**WHAT NEEDS TO BE DONE**: Nothing but the lines from the one containing "[ ] locate the stone masonry" to the end of the data should be returned, each exactly as written.

**RECORD EXCERPTS**:
━━━━━━━━━━━━━━━━━━━━━━━━━━━━━━
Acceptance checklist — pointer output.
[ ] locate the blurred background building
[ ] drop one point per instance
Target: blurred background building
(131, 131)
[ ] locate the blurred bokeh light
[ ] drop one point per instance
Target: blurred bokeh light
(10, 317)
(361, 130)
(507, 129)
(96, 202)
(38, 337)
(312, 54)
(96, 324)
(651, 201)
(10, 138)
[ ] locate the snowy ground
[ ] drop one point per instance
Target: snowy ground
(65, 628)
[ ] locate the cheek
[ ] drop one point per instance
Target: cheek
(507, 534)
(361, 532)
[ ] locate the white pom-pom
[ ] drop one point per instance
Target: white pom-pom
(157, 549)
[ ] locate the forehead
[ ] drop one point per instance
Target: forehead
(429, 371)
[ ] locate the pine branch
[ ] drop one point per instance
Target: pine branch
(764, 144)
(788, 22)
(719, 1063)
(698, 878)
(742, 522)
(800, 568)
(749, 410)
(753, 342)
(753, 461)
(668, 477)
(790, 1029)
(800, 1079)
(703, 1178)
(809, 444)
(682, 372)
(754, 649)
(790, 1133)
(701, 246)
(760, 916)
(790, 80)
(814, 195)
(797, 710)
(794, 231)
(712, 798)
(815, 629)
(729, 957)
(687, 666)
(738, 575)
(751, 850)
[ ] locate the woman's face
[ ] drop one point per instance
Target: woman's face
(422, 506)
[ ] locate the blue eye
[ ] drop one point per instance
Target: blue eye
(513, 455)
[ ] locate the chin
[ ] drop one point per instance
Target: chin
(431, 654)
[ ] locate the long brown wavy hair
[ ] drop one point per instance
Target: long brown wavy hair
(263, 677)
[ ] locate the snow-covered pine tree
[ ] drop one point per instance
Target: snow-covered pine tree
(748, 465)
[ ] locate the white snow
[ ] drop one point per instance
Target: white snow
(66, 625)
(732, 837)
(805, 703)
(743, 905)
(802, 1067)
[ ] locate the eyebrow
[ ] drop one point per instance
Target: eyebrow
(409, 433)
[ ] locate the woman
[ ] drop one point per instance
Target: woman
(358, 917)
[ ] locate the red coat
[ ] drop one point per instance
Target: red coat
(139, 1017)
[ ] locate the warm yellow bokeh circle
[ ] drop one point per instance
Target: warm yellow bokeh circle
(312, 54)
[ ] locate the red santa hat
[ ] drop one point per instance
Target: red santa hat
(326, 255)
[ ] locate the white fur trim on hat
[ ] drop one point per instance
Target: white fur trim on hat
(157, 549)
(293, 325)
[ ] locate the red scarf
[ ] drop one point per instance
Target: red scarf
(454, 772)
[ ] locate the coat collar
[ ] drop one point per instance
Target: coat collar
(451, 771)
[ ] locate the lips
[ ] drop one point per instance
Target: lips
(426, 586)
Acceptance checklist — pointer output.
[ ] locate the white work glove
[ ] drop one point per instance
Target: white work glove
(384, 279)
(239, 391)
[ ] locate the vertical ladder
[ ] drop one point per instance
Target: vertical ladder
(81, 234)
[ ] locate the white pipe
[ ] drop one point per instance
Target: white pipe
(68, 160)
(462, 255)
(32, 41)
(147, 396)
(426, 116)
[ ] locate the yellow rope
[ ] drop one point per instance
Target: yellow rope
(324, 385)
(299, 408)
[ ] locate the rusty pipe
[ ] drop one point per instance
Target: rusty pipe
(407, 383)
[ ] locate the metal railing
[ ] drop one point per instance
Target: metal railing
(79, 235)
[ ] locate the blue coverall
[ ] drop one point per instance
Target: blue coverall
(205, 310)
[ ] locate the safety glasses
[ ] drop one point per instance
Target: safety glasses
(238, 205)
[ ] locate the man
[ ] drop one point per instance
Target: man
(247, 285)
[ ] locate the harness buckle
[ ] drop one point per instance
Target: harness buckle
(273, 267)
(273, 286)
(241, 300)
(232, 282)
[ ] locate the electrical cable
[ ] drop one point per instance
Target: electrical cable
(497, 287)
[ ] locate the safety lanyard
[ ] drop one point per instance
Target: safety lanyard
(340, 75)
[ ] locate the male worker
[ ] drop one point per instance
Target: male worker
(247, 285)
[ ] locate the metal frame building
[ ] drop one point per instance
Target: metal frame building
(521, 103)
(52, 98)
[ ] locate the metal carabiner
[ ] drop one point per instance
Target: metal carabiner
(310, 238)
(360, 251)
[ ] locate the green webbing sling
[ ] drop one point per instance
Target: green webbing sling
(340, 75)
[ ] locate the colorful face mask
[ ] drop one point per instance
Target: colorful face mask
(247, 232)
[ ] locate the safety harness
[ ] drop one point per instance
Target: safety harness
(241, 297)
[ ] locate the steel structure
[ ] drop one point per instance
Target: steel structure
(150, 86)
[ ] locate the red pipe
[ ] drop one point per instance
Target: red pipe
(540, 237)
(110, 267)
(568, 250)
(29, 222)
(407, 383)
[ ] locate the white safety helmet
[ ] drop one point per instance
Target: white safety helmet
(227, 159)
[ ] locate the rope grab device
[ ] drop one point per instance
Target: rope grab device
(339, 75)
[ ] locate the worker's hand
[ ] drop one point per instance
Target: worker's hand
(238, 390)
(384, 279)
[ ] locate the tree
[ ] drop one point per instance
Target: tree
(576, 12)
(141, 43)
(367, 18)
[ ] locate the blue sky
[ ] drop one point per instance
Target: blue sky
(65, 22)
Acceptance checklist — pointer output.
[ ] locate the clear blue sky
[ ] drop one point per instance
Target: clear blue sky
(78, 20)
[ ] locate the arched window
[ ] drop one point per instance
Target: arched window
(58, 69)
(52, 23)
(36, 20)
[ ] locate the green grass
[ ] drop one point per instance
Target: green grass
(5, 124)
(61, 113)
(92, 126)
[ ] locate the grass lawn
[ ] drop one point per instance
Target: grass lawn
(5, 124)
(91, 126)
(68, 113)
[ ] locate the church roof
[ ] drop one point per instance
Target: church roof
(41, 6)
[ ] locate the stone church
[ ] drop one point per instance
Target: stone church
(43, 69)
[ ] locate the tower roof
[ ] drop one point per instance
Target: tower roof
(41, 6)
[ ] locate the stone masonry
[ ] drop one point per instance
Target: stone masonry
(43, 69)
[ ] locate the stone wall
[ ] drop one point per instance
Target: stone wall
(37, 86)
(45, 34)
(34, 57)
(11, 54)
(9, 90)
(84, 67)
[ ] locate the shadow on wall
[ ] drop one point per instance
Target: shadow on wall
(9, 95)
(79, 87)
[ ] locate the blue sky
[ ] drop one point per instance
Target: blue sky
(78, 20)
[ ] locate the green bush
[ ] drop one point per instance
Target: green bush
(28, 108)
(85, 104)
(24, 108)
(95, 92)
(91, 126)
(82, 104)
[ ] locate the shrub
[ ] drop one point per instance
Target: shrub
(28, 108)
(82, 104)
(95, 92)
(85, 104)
━━━━━━━━━━━━━━━━━━━━━━━━━━━━━━
**CORRECT ANSWER**:
[ ] locate the stone masonry
[ ] drop one point per instance
Target: stone masonry
(43, 69)
[ ] locate the stone wall
[ ] drop one point per instance
Target: stone wall
(37, 86)
(45, 34)
(34, 57)
(11, 54)
(9, 90)
(84, 67)
[ ] locate the shadow on wall
[ ] drop one point per instance
Target: shadow on wall
(9, 95)
(79, 87)
[ ] locate the blue sky
[ ] drop one point per instance
Target: blue sky
(78, 20)
[ ] locate the green bush
[ ] drop one point per instance
Target: green bush
(28, 108)
(85, 104)
(24, 108)
(95, 92)
(91, 126)
(82, 104)
[ ] locate the shrub
[ ] drop one point per instance
Target: shrub
(28, 108)
(82, 104)
(95, 92)
(85, 104)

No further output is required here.